_Aim_
Copy, without any change, the lines that run from the one containing "Target: girl with eyeglasses" through the last of the lines below.

Start of Records supplied

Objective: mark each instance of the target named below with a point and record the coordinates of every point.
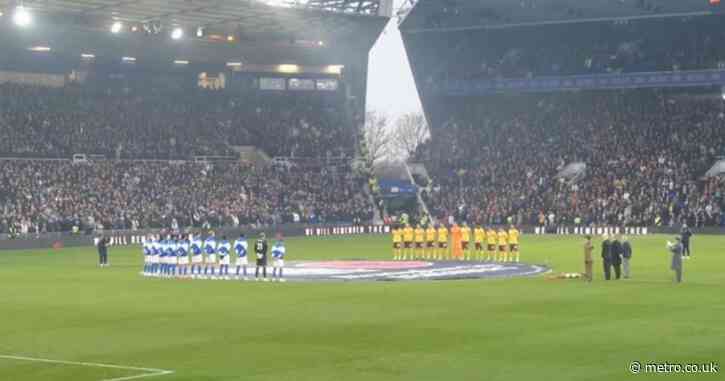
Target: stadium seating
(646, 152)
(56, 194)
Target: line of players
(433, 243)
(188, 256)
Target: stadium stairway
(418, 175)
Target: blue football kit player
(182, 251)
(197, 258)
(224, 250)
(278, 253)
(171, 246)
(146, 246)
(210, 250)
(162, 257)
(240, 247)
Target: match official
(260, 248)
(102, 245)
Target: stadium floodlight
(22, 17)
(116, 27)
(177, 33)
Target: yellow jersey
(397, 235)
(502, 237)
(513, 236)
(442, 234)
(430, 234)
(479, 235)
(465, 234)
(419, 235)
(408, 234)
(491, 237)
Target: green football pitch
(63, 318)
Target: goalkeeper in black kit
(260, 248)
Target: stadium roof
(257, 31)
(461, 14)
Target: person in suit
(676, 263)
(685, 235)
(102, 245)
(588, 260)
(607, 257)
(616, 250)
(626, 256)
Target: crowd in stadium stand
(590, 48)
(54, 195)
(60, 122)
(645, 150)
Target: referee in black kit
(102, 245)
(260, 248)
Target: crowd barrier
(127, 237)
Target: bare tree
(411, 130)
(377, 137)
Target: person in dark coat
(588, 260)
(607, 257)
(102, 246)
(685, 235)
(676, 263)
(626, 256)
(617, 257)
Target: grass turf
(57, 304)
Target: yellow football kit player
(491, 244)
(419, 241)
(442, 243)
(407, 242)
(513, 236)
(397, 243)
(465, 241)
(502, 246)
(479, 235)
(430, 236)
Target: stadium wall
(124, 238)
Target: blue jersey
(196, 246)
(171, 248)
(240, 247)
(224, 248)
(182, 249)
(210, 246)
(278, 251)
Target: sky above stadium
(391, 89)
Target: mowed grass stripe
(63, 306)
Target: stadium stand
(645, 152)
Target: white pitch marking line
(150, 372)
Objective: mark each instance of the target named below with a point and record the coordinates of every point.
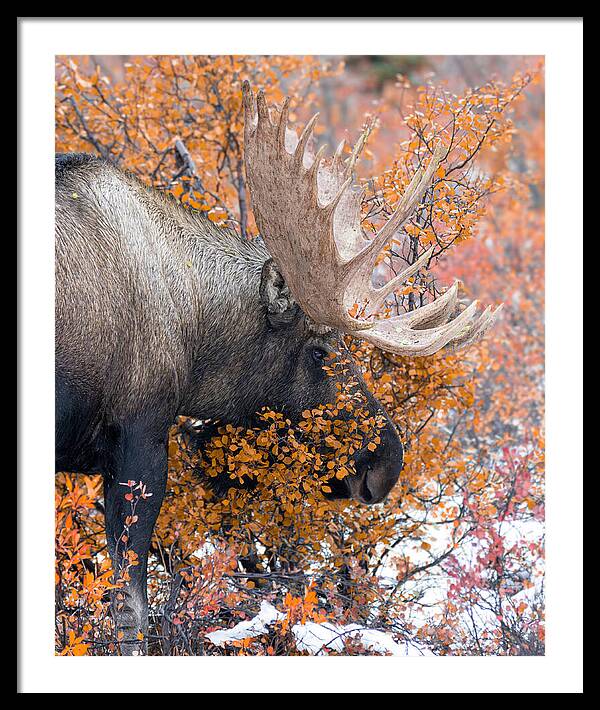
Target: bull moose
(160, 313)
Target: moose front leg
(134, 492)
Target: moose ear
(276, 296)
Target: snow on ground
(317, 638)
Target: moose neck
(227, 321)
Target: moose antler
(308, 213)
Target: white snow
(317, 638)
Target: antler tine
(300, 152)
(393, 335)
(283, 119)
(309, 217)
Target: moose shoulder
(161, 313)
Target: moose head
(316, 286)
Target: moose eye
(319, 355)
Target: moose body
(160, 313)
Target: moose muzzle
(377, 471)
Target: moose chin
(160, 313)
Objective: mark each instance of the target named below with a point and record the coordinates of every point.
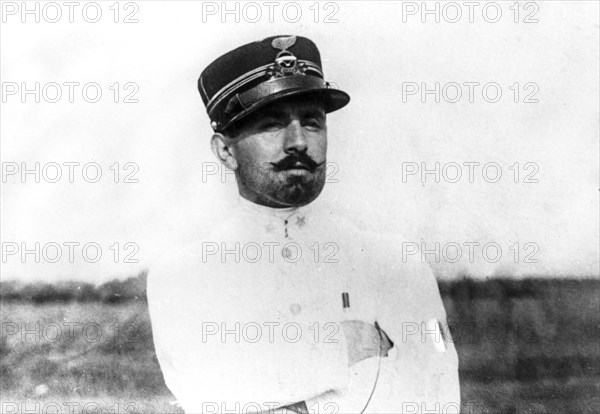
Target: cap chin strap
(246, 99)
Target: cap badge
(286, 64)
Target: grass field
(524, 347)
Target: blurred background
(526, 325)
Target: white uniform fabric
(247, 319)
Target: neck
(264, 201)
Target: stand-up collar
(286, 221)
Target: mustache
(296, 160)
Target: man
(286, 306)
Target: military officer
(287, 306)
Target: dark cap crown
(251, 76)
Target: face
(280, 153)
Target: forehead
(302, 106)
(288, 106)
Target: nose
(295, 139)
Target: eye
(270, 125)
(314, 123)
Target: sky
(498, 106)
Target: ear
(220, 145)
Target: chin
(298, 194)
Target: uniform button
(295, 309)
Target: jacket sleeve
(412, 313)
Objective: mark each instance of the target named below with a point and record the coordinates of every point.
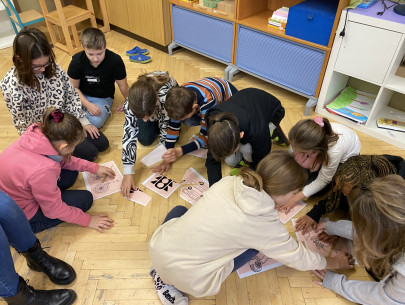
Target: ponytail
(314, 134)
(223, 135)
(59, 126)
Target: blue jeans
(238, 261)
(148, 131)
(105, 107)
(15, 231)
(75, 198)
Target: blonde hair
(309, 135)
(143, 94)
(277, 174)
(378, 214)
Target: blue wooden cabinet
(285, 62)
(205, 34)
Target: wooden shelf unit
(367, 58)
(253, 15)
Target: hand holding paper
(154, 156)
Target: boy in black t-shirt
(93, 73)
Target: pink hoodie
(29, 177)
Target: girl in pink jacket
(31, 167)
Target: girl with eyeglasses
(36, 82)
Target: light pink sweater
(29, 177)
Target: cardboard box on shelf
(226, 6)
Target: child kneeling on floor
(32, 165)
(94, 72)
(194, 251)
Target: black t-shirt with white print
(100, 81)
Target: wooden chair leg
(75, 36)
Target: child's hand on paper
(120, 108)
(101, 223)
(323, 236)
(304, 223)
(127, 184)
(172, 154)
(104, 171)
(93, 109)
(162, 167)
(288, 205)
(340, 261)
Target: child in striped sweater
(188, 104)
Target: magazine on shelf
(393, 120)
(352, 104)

End of Records supplied

_Right answer_
Target: girl with eyeglasses
(36, 82)
Target: light pink sweater
(29, 177)
Target: cardboard box on shelf
(226, 6)
Target: child kneeling on floor
(32, 165)
(94, 72)
(194, 251)
Target: black t-shirt with white print
(100, 81)
Target: wooden chair leg
(75, 36)
Target: child's hand on paper
(120, 108)
(101, 223)
(323, 236)
(304, 223)
(127, 184)
(172, 154)
(104, 171)
(93, 109)
(162, 167)
(288, 205)
(340, 261)
Target: child in striped sweater
(188, 104)
Target: magazine on shelf
(393, 120)
(352, 104)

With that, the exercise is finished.